(Point annotations for photos)
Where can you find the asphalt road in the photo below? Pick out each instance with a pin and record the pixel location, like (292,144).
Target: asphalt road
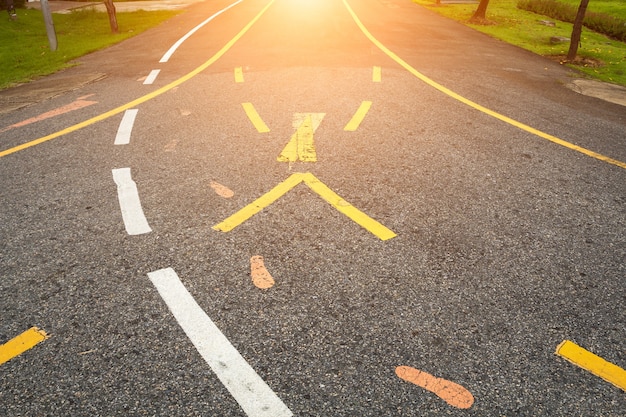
(479,244)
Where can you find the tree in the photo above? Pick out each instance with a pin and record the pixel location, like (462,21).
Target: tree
(577,30)
(112,17)
(480,13)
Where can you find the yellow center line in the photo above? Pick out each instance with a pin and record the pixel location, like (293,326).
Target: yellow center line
(592,363)
(21,343)
(254,117)
(477,106)
(358,117)
(145,98)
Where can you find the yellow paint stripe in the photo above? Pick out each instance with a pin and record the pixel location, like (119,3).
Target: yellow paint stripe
(322,190)
(254,117)
(21,344)
(358,117)
(592,363)
(259,204)
(477,106)
(238,75)
(346,208)
(300,146)
(377,75)
(145,98)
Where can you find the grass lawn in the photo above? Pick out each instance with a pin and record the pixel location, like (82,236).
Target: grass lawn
(25,51)
(604,58)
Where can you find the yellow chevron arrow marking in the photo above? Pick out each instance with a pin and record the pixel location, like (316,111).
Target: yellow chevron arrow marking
(21,343)
(301,146)
(592,363)
(322,190)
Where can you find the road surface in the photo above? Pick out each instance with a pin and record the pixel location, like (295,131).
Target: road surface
(313,208)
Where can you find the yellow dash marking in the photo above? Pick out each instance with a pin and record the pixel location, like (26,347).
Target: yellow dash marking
(451,392)
(21,344)
(145,98)
(222,190)
(592,363)
(261,278)
(300,147)
(259,204)
(238,75)
(477,106)
(363,220)
(358,117)
(254,117)
(377,74)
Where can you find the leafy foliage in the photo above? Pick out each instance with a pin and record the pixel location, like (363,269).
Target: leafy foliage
(611,26)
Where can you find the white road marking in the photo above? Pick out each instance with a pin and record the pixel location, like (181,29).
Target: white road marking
(174,47)
(151,77)
(132,213)
(126,127)
(254,396)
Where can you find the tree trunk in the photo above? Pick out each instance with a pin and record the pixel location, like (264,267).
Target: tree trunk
(480,13)
(577,30)
(112,17)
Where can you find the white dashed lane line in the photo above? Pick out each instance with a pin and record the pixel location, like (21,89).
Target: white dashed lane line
(130,205)
(254,396)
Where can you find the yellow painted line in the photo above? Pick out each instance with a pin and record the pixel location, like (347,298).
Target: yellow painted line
(377,75)
(259,204)
(21,343)
(358,117)
(477,106)
(145,98)
(363,220)
(301,146)
(238,75)
(254,117)
(592,363)
(348,209)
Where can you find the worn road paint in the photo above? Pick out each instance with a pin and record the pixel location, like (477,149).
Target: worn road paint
(222,190)
(179,42)
(358,117)
(254,117)
(145,98)
(126,127)
(151,77)
(451,392)
(363,220)
(254,396)
(134,220)
(474,105)
(592,363)
(238,75)
(21,343)
(301,146)
(261,277)
(78,104)
(377,74)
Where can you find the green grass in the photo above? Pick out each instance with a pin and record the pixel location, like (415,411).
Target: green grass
(615,8)
(605,58)
(25,51)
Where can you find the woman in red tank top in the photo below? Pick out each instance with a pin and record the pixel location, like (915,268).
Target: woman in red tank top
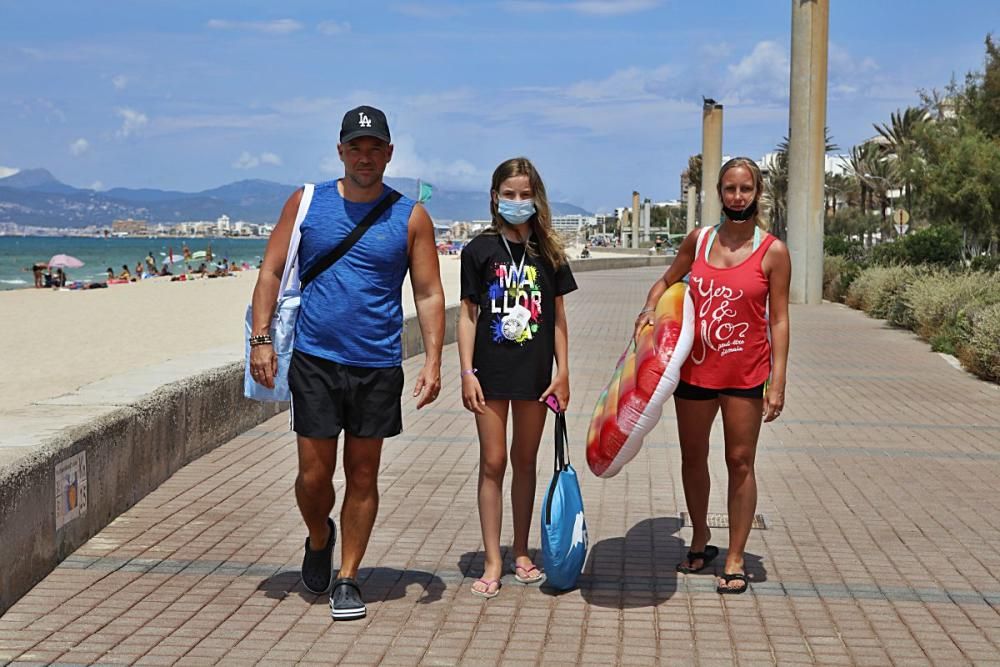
(739,280)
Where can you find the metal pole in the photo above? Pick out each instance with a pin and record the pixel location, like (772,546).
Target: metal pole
(635,219)
(807,148)
(692,207)
(711,161)
(647,213)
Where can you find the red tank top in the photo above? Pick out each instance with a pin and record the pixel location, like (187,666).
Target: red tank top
(732,348)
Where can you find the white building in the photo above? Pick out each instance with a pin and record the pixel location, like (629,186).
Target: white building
(572,223)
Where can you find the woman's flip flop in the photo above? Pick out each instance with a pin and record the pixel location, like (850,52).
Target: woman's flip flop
(706,557)
(728,578)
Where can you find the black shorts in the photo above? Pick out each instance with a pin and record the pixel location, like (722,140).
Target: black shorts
(690,392)
(328,397)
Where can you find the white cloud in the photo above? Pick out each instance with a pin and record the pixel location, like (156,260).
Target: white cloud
(79,147)
(270,158)
(132,121)
(407,162)
(593,7)
(331,165)
(430,11)
(760,77)
(276,27)
(333,28)
(630,83)
(246,160)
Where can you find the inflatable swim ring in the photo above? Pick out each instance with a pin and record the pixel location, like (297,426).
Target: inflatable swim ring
(645,376)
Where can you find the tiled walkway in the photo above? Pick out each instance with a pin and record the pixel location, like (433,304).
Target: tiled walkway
(879,486)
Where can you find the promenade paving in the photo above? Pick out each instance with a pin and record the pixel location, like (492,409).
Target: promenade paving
(878,486)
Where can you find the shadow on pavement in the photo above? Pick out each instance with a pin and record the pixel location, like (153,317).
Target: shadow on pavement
(378,584)
(638,570)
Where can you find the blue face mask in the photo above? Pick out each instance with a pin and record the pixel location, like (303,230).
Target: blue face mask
(516,212)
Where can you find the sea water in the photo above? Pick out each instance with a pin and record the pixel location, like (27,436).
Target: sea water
(18,253)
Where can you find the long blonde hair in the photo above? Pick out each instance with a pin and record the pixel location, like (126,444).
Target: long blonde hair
(550,246)
(758,184)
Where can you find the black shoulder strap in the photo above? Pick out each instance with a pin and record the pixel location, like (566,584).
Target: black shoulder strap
(327,261)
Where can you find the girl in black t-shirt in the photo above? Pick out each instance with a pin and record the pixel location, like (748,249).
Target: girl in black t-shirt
(512,326)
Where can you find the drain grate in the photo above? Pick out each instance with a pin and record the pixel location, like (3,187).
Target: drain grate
(721,520)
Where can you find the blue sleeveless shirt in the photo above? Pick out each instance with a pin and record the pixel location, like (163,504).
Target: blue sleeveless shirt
(352,313)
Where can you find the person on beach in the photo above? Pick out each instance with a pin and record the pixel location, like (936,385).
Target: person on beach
(345,373)
(38,272)
(511,326)
(739,281)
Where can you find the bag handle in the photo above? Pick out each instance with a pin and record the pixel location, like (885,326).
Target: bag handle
(561,442)
(290,275)
(327,261)
(561,462)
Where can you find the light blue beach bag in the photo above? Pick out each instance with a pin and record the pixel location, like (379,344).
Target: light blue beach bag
(564,528)
(283,323)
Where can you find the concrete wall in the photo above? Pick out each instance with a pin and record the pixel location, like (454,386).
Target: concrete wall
(131,450)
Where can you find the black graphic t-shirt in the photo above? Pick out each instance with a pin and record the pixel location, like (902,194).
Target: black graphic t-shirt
(519,369)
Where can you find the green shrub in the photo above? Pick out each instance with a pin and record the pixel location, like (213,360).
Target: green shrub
(937,299)
(838,274)
(940,244)
(879,290)
(841,246)
(981,354)
(986,263)
(890,253)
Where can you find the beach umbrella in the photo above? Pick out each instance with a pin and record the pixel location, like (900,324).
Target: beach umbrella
(65,261)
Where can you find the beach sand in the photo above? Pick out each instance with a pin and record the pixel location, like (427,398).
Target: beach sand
(58,341)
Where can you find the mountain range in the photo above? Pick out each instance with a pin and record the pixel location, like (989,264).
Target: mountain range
(34,197)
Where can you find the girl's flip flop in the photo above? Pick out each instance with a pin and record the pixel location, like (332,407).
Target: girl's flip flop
(487,593)
(528,575)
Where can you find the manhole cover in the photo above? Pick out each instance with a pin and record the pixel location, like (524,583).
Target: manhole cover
(720,520)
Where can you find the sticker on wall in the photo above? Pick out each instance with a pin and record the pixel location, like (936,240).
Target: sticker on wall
(71,489)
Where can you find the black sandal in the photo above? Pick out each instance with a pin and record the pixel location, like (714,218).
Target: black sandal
(729,578)
(706,557)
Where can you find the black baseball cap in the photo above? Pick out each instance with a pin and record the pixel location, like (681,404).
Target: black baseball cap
(364,121)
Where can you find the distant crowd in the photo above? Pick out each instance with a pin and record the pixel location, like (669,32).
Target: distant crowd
(55,277)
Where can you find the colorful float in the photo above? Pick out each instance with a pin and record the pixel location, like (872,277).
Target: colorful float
(645,377)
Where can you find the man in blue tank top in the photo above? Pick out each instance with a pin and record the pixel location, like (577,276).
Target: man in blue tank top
(346,373)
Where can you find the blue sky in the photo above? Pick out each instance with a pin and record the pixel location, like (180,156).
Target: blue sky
(604,95)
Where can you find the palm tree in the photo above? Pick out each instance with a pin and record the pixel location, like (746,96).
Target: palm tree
(776,189)
(694,171)
(900,135)
(776,184)
(836,184)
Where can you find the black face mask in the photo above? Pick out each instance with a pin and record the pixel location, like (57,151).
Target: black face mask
(741,215)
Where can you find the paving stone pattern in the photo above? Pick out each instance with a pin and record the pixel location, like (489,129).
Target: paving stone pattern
(878,484)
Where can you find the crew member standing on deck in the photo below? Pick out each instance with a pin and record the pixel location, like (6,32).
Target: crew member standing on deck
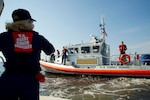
(122,49)
(64,55)
(21,47)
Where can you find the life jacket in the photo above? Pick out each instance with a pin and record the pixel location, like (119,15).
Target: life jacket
(22,41)
(64,51)
(122,47)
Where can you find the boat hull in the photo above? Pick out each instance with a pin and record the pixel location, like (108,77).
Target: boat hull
(111,71)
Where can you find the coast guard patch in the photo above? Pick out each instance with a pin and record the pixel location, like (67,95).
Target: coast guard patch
(23,41)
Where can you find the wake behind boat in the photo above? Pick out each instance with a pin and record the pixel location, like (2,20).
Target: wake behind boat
(94,58)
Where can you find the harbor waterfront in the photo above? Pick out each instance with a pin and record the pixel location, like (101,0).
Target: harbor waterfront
(80,87)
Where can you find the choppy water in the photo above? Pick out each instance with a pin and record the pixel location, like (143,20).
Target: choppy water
(95,87)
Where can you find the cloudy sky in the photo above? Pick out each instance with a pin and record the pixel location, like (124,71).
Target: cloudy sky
(65,22)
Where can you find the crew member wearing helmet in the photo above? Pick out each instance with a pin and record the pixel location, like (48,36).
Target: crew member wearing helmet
(21,47)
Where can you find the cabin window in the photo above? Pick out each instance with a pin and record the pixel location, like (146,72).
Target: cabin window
(85,49)
(95,49)
(71,51)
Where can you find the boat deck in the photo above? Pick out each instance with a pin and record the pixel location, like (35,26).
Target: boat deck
(50,98)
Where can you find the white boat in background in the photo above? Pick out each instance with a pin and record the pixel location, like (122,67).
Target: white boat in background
(94,58)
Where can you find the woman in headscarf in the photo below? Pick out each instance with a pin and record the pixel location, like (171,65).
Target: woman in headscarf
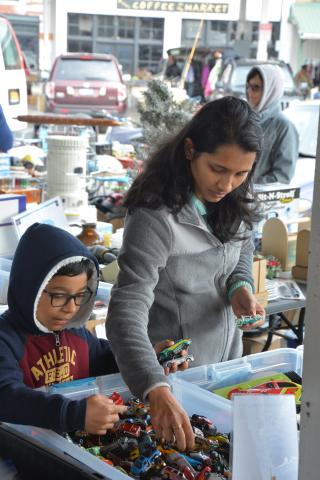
(277,160)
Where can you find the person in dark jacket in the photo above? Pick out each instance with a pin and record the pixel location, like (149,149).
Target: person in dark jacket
(43,341)
(277,161)
(172,70)
(6,137)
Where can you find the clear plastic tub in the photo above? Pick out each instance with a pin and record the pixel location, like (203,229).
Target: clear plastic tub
(193,400)
(220,375)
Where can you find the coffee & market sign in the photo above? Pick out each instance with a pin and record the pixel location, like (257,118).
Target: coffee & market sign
(182,7)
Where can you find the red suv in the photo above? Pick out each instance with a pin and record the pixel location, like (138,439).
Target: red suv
(86,83)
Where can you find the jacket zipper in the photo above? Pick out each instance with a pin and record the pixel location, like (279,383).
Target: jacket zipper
(57,339)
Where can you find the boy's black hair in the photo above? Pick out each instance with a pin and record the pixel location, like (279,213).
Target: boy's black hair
(254,72)
(76,268)
(167,179)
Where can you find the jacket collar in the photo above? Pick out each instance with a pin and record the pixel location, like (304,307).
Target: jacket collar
(191,216)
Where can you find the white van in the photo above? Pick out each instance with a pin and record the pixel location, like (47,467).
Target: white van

# Given task
Look above for the line containing "Where can you find the red suv"; copy from it through the last line, exactly, and nothing more.

# Task response
Where can you find the red suv in the photo above? Pick out each instance with a pin and record the pixel location, like (138,439).
Target: red suv
(86,83)
Where can you find the jacket zipper in the photo above? Pick out each instance with a pin and record the pixel location, like (279,383).
Target: jacket zipper
(57,339)
Where can you find the boy's black hair in the photo above? Pick out each instance with a pin and record the pixel location, like (279,213).
Target: boy's black hair
(254,72)
(76,268)
(167,179)
Where can you find the jacket collar in the photo above? Pick out each instance with a pin and record the pixel location, like (304,307).
Target: jacket collar
(191,216)
Where can you find the white van in the photo above? Pick out each instance with a pin and record the pixel location, like (47,467).
Target: white van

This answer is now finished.